## Required task:
From the line containing "wrist and record integer pixel coordinates." to the end of the listing, write out every line exactly; leave out everything else.

* * * * * * *

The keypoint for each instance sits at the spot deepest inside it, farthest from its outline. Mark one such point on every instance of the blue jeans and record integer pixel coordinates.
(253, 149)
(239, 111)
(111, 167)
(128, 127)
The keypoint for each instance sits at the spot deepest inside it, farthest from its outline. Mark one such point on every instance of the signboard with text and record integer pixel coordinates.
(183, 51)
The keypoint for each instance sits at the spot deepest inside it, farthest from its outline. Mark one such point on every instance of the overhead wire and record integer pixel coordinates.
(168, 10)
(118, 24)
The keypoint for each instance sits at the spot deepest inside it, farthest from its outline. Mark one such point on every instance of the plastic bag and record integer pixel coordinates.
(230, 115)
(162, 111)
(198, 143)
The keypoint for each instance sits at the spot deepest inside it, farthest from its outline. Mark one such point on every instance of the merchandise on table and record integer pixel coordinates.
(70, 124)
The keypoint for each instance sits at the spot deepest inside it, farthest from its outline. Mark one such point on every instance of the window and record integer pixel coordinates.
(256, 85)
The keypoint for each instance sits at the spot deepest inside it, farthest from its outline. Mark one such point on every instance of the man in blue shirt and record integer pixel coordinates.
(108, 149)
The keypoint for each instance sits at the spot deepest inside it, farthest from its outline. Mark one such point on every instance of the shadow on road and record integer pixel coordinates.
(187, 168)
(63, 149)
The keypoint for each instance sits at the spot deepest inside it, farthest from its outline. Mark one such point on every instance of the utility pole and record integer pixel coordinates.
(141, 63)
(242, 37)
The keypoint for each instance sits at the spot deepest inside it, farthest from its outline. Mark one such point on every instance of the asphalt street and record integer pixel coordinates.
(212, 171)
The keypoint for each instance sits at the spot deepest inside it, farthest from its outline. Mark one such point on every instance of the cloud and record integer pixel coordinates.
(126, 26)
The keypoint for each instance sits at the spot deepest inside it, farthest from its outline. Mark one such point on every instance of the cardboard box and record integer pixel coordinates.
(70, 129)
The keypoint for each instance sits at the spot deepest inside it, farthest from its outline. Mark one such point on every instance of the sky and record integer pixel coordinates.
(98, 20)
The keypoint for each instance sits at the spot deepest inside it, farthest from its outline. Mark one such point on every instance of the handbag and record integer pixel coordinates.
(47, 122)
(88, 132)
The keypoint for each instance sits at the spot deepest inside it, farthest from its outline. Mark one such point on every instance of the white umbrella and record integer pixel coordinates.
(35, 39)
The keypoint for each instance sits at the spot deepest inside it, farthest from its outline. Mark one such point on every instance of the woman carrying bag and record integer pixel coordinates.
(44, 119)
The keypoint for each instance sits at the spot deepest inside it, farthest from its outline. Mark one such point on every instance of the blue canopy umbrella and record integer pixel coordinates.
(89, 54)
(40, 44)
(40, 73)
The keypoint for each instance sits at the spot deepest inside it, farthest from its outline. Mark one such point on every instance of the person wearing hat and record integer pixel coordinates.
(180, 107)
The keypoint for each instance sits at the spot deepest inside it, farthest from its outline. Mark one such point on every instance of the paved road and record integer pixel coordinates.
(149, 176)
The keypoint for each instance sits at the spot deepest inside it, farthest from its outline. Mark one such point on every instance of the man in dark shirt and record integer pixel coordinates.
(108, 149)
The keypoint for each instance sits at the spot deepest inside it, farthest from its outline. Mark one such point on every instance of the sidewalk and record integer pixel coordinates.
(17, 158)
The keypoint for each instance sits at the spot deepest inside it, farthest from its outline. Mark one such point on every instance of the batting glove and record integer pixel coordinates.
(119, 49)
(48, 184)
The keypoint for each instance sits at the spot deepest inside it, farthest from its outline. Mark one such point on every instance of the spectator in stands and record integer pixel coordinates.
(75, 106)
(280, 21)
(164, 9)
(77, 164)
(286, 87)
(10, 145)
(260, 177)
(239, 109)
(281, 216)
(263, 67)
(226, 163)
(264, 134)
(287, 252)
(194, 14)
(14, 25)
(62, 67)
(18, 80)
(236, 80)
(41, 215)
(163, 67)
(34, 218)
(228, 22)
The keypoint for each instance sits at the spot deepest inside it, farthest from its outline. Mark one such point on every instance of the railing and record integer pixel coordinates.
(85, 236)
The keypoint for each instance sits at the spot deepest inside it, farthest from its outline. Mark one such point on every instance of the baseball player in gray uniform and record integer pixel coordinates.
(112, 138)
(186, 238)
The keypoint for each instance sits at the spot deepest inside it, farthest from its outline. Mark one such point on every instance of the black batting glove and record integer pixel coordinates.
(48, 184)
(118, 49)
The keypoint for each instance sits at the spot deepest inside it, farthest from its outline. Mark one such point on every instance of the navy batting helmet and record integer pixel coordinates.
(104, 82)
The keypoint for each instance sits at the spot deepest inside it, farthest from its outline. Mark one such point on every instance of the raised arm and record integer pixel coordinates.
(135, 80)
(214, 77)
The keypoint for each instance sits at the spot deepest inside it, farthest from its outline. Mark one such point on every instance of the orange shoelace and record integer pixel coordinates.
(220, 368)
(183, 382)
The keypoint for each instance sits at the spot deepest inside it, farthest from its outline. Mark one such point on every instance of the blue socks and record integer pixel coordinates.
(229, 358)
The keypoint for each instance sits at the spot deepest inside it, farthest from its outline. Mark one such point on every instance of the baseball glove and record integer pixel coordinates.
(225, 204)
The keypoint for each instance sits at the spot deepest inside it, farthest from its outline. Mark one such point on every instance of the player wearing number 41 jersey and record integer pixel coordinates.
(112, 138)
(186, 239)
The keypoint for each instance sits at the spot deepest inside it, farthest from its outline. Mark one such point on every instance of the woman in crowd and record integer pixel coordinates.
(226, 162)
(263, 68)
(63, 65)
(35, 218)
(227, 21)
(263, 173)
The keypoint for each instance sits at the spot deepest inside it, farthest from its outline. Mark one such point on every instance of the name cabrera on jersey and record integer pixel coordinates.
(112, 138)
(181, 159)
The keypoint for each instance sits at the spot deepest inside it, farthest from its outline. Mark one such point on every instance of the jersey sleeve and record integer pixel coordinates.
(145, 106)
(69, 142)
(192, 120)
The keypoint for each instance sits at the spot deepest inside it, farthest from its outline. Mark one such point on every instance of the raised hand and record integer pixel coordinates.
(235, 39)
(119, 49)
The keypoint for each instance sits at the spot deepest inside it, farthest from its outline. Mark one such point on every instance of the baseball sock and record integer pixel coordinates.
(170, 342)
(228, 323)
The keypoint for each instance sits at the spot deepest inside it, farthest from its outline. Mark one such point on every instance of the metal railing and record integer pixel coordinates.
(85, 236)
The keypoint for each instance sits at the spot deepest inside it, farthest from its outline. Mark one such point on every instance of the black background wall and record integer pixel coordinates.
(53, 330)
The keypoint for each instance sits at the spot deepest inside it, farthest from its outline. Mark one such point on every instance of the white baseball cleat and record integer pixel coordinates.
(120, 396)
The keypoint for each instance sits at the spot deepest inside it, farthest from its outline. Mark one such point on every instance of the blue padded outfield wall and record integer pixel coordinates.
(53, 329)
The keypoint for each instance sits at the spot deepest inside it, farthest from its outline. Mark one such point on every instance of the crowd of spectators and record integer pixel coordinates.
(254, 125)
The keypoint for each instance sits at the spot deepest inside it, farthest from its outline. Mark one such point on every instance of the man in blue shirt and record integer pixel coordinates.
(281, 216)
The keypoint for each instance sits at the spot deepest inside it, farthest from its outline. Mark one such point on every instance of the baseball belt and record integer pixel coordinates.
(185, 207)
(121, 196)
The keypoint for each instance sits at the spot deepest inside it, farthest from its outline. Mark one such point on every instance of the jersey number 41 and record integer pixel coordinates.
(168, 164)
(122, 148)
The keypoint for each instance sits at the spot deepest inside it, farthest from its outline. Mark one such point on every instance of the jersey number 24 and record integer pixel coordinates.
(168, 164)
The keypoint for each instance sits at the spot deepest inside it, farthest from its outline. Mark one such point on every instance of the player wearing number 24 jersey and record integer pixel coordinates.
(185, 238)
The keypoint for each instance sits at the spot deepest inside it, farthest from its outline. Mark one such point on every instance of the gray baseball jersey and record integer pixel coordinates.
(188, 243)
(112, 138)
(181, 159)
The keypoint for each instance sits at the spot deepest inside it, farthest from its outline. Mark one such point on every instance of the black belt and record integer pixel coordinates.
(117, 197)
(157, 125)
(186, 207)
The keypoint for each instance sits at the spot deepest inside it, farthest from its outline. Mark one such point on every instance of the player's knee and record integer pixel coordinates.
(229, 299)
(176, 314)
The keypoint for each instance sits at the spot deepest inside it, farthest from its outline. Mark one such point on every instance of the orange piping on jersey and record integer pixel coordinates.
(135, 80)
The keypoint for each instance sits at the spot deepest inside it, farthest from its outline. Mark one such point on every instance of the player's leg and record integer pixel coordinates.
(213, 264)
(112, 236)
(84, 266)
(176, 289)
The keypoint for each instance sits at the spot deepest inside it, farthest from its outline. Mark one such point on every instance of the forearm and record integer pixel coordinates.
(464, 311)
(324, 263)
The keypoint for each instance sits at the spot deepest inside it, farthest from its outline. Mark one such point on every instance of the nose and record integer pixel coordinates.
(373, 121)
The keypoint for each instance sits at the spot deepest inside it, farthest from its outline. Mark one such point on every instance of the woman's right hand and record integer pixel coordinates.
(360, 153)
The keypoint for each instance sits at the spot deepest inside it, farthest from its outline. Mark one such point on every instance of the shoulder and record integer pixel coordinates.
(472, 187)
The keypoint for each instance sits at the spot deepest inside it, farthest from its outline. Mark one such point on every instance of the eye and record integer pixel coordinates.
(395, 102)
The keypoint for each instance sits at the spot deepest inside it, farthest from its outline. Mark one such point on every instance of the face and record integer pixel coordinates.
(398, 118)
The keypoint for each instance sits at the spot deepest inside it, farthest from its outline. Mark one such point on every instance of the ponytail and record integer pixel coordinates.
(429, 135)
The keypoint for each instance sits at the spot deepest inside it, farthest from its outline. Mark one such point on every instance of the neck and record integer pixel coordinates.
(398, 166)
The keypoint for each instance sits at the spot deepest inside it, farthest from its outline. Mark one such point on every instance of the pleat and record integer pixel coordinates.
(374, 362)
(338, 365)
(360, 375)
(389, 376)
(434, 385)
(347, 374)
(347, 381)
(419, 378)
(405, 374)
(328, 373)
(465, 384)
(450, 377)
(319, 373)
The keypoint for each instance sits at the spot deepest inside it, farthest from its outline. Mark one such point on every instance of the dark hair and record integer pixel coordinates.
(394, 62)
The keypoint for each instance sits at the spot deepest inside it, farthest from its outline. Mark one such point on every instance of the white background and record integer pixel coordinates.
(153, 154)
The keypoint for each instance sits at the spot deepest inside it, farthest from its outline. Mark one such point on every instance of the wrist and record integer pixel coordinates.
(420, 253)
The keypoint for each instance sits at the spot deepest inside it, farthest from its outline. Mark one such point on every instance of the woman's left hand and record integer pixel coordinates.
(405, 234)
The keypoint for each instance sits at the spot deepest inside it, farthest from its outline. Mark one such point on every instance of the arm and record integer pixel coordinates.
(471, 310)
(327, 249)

* * * * * * *

## Right answer:
The keypoint for each instance sits at the spot deepest inside it, farthest from its outline. Mark one such point on every instance of the wrist and record integer pixel coordinates.
(420, 253)
The keypoint for each instance sits at the spot deepest inside it, farthest from its outline. Mark one such point on every instance of the woman's left hand and record integer pixel coordinates.
(405, 234)
The keypoint for each instance sits at the spot deepest inside it, farthest from its outline. Mark one such point on every instance of the arm and record integer pixel coordinates.
(471, 310)
(327, 249)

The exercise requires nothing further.